◆ Problem statement ◆
Copy out all the records exactly.

◆ Excerpted records ◆
________________________
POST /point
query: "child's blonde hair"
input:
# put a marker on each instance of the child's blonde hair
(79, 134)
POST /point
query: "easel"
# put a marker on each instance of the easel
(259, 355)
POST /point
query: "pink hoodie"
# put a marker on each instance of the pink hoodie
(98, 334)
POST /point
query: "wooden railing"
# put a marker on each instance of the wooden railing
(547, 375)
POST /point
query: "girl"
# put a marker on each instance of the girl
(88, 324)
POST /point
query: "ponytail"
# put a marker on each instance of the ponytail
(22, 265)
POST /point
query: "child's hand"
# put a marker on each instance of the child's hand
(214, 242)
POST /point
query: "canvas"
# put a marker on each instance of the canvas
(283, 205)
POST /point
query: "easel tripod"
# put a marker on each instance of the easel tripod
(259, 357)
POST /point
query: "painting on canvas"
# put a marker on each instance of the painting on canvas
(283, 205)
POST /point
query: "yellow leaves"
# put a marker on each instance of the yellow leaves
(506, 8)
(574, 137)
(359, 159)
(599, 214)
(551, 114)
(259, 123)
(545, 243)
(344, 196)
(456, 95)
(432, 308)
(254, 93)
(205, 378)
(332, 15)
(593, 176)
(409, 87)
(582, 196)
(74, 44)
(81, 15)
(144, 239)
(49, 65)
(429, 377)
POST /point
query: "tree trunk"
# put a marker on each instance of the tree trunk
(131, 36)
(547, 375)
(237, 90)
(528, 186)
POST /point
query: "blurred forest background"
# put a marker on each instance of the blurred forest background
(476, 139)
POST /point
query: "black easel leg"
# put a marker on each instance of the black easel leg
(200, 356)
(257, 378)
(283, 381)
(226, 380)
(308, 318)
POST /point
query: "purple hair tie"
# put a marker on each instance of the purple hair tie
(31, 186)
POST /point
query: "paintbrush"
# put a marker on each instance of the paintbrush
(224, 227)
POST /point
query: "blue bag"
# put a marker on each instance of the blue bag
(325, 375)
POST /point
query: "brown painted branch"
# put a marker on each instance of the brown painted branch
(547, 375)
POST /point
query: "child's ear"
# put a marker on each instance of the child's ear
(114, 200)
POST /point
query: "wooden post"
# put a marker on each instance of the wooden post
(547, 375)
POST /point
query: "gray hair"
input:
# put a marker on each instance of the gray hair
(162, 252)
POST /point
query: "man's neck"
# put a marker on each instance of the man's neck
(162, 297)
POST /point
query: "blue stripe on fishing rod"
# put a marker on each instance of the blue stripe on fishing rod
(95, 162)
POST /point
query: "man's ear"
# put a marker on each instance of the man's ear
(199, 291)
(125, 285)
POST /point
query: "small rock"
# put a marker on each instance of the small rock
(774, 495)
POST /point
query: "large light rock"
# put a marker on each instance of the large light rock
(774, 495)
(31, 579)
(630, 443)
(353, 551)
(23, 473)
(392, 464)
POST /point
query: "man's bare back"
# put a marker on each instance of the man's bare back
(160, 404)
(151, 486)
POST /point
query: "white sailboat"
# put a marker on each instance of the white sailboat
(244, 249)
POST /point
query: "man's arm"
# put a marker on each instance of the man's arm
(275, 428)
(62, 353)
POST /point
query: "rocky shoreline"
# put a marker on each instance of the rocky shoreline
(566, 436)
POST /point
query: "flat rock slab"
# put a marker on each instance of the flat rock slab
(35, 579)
________________________
◆ Full output ◆
POST /point
query: "child's blonde hair"
input:
# put a marker on each instance of the child's blonde hair
(79, 134)
POST /point
query: "easel"
# put a marker on each instance of the easel
(259, 355)
POST /point
query: "pink hoodie"
# put a marker on each instance of the pink hoodie
(98, 334)
POST /point
query: "wooden railing"
# put a marker on each instance of the wooden railing
(547, 375)
POST /point
query: "girl"
# put a marker on each instance of the girl
(88, 324)
POST /point
query: "ponytail"
# put a marker on each instance of the ponytail
(22, 265)
POST /point
query: "child's hand"
# put a marker on each instance of the child's hand
(214, 242)
POST /point
query: "canvas"
# put a marker on each instance of the canvas
(283, 205)
POST /point
query: "easel tripod"
# put a marker on each instance of the easel tripod
(259, 357)
POST /point
query: "painting on canvas"
# put a marker on each instance of the painting on canvas
(283, 205)
POST /point
query: "yellow leaves"
# put a marker on each instance of the yellow leaves
(506, 8)
(574, 137)
(359, 159)
(599, 214)
(551, 114)
(259, 123)
(545, 243)
(344, 196)
(456, 95)
(432, 308)
(254, 93)
(205, 378)
(332, 15)
(593, 176)
(409, 87)
(582, 196)
(74, 44)
(81, 15)
(144, 239)
(49, 65)
(429, 377)
POST /point
query: "tree trunk"
# put a marker on each instance of the tree trunk
(131, 36)
(547, 375)
(237, 90)
(528, 186)
POST /point
query: "blurred forest background"
# put a marker on each instance of the blurred forest background
(476, 139)
POST /point
query: "black easel leg"
# put a marker on each instance of the black easel leg
(200, 356)
(257, 378)
(283, 381)
(226, 380)
(308, 318)
POST /point
query: "purple hair tie"
# put a marker on each instance of the purple hair tie
(31, 186)
POST /point
query: "paintbrush"
# put a marker on each instance of the paintbrush
(224, 227)
POST /point
query: "blue bag"
# put a marker on each instance of the blue bag
(325, 375)
POST /point
query: "brown painted branch"
# put a marker on each instance of the brown painted branch
(547, 375)
POST /point
query: "child's ear"
# put a marker on each instance of the child's ear
(114, 200)
POST /point
query: "wooden post"
# put a marker on each instance of the wooden post
(547, 375)
POST /point
query: "gray hair"
input:
# put a marker on each instance of the gray hair
(162, 252)
POST /point
query: "man's neck"
# put a marker on each instance of the man's neck
(162, 297)
POST /point
query: "blue stripe on fishing rod"
# put a marker on each instance of the blue stripe on fishing rod
(95, 162)
POST /point
query: "man's ear"
# put a marker on each instance of the man's ear
(199, 291)
(125, 285)
POST /point
query: "small rock"
# put a marker on each instance of the small rock
(774, 495)
POST /point
query: "large light rock"
# put a marker on each instance of the large light rock
(774, 495)
(31, 579)
(630, 443)
(353, 551)
(23, 473)
(392, 464)
POST /point
query: "man's bare back"
# put a marker on each instance of the man's bare back
(160, 404)
(151, 486)
POST /point
query: "white sailboat"
# put a marker on each instance of the white sailboat
(244, 249)
POST /point
query: "man's arm"
# put a marker on each instance of the man's arm
(275, 428)
(62, 353)
POST /point
query: "rocky shoreline"
# put a marker on each instance of the rocky shoreline
(566, 436)
POST /point
query: "flat rock slab"
# put a marker on each instance of the flat rock slab
(35, 579)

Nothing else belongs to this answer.